STATED TASK: Repeat exactly the lines of the listing from the line containing "Target: snow drift" through its last line, and nothing beyond them.

Dataset excerpts on object pointing:
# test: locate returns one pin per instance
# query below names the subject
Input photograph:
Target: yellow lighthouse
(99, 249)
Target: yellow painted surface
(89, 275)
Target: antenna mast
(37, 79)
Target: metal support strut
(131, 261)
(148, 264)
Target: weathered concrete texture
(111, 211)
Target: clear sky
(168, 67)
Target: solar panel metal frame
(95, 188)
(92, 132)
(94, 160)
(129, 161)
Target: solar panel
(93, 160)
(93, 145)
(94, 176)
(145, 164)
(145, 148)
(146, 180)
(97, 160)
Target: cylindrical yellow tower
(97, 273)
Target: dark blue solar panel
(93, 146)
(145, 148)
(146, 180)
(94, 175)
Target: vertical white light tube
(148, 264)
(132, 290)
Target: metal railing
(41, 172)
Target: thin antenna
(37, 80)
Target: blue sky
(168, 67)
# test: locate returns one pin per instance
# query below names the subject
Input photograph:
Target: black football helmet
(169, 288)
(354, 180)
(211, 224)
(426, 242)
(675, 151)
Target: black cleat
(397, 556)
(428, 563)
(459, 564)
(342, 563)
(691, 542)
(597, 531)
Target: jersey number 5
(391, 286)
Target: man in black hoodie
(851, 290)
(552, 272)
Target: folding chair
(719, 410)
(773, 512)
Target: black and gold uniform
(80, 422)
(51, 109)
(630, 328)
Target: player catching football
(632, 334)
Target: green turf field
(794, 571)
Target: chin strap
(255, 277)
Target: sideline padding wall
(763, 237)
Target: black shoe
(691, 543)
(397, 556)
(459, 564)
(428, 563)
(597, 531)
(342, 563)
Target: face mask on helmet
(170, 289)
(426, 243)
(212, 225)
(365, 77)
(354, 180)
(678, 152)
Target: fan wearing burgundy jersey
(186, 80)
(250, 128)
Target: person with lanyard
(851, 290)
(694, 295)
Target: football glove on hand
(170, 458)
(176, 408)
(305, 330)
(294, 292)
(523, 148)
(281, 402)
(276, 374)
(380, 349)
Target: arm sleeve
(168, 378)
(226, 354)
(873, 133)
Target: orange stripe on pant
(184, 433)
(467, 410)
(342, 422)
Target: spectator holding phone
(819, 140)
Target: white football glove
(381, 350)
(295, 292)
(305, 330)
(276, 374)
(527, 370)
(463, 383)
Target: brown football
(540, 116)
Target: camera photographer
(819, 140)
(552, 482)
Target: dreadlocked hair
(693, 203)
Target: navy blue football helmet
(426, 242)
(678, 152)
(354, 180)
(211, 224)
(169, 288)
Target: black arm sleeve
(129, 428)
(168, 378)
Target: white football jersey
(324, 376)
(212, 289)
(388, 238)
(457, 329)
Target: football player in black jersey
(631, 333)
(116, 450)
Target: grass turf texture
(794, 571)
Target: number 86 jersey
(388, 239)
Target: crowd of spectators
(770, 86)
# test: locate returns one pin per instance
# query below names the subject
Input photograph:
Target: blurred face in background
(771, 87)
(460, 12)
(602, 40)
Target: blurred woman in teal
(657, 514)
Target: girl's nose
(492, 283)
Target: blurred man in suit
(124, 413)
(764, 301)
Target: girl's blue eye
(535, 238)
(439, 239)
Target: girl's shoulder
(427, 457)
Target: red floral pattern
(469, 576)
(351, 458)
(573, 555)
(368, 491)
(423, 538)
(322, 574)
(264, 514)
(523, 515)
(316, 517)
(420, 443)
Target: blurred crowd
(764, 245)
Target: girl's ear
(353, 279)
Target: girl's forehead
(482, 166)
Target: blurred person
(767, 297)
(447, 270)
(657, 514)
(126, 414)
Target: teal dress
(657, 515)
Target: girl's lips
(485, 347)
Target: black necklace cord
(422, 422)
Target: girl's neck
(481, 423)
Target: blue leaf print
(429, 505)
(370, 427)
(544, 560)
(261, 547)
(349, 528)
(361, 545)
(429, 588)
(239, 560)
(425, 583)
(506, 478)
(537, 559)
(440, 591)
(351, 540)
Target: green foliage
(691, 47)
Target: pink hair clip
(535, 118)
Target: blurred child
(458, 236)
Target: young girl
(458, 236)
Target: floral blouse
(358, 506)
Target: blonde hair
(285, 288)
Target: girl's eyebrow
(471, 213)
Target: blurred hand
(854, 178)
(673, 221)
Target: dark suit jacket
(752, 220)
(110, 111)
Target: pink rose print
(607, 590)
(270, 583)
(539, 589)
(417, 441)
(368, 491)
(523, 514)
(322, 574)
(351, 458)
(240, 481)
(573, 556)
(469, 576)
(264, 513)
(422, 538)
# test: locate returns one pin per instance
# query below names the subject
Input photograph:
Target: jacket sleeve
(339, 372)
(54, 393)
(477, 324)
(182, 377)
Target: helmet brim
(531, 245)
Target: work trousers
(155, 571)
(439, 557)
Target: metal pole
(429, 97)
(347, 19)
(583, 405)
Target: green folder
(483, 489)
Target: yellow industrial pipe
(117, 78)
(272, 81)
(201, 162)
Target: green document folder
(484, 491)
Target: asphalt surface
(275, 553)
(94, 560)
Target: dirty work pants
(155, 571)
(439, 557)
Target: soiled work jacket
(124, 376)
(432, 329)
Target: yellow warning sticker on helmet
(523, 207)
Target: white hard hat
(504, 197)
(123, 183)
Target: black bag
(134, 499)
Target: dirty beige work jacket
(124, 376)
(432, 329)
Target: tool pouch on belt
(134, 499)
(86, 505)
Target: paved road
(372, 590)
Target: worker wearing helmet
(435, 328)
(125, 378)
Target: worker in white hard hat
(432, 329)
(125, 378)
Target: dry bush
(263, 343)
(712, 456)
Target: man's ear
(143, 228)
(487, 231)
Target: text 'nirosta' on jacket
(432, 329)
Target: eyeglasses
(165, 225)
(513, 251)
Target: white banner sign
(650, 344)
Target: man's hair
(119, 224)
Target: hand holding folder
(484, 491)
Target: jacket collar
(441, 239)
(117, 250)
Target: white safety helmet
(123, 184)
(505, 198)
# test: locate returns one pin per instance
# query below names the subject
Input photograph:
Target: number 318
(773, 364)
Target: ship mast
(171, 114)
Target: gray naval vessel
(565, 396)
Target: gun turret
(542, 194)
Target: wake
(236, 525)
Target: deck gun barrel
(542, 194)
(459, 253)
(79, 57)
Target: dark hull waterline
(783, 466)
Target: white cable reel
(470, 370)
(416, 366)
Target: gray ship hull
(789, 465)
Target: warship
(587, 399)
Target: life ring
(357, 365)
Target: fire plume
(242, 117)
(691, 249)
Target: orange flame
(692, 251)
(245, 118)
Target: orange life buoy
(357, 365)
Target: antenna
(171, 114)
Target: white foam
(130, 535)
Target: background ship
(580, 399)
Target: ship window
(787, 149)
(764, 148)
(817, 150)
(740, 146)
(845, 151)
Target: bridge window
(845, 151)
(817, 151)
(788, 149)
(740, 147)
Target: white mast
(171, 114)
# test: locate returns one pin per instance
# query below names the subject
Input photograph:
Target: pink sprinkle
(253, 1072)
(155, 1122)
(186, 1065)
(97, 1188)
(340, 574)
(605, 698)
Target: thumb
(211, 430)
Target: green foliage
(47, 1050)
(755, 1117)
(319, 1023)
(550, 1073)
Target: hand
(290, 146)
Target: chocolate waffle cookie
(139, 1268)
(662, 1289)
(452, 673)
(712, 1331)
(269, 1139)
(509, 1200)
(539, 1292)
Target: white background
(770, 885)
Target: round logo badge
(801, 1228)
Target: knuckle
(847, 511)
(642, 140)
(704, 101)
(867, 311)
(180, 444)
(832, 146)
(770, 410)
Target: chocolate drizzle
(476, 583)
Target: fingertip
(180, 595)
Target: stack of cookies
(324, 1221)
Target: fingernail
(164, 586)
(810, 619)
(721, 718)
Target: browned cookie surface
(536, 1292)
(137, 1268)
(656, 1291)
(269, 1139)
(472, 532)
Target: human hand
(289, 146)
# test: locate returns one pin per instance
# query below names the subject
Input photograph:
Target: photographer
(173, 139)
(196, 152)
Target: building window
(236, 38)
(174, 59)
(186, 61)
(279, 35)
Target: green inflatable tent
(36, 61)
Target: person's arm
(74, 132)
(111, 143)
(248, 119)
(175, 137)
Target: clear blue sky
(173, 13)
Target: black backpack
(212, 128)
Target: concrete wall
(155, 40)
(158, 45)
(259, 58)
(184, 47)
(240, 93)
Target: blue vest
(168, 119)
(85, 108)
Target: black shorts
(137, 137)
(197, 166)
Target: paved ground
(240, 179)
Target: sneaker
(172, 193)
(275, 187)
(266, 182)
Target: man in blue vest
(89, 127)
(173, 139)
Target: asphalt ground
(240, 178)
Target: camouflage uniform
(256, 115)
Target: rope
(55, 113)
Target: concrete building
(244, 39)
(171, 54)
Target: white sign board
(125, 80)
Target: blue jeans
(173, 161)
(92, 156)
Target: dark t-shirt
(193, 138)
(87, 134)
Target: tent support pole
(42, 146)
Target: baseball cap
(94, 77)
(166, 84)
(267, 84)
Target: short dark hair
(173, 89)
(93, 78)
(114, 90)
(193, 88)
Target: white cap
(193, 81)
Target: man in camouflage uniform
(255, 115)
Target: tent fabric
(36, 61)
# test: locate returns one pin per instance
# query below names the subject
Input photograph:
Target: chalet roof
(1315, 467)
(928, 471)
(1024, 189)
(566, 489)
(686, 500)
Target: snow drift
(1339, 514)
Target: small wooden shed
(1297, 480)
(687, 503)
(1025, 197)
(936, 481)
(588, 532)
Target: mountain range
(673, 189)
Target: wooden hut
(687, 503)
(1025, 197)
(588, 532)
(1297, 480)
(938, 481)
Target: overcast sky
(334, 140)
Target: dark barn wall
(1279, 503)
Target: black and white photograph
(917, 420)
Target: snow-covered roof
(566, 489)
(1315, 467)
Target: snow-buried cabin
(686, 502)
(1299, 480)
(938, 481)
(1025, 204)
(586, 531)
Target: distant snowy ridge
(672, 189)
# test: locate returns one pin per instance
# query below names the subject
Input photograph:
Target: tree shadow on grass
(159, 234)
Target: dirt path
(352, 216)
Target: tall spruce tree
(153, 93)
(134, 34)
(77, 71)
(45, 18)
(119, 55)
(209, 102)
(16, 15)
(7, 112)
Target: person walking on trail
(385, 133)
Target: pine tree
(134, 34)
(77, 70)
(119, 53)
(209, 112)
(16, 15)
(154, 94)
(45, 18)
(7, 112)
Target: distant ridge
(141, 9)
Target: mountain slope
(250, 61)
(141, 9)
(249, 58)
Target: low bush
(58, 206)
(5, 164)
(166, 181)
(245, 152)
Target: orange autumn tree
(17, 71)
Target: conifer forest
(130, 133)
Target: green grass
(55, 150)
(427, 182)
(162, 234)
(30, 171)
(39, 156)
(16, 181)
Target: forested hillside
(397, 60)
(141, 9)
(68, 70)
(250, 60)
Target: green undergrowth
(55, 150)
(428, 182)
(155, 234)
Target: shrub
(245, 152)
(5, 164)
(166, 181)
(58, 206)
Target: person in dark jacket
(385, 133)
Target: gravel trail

THE OUTPUT:
Target: snow drift
(1339, 514)
Target: small wooden shed
(1297, 480)
(687, 503)
(1025, 197)
(936, 481)
(588, 532)
Target: mountain range
(673, 189)
Target: wooden hut
(687, 503)
(1025, 197)
(588, 532)
(1297, 480)
(938, 481)
Target: overcast sky
(334, 140)
Target: dark barn wall
(1279, 503)
Target: black and white photograph
(917, 420)
Target: snow-covered roof
(566, 489)
(1315, 467)
Target: snow-buried cabin
(686, 502)
(1299, 480)
(938, 481)
(1025, 204)
(586, 531)
Target: distant snowy ridge
(672, 189)
# test: locate returns one pin per instance
# query below names the subject
Input photograph:
Target: tree shadow on grass
(159, 234)
Target: dirt path
(352, 216)
Target: tall spruce tree
(153, 93)
(134, 34)
(77, 71)
(45, 18)
(119, 55)
(209, 102)
(16, 15)
(7, 112)
Target: person walking on trail
(385, 133)
Target: pine tree
(134, 34)
(77, 70)
(119, 53)
(209, 112)
(16, 15)
(154, 94)
(45, 18)
(7, 112)
Target: distant ridge
(141, 9)
Target: mountain slope
(250, 61)
(141, 9)
(249, 58)
Target: low bush
(58, 206)
(5, 164)
(166, 181)
(245, 152)
Target: orange autumn tree
(17, 71)
Target: conifer forest
(130, 133)
Target: green grass
(55, 150)
(427, 182)
(162, 234)
(30, 171)
(39, 156)
(16, 181)
Target: forested hillside
(397, 60)
(141, 9)
(68, 70)
(250, 60)
Target: green undergrowth
(55, 150)
(428, 182)
(155, 234)
Target: shrub
(245, 152)
(5, 164)
(166, 181)
(58, 206)
Target: person in dark jacket
(385, 133)
Target: gravel trail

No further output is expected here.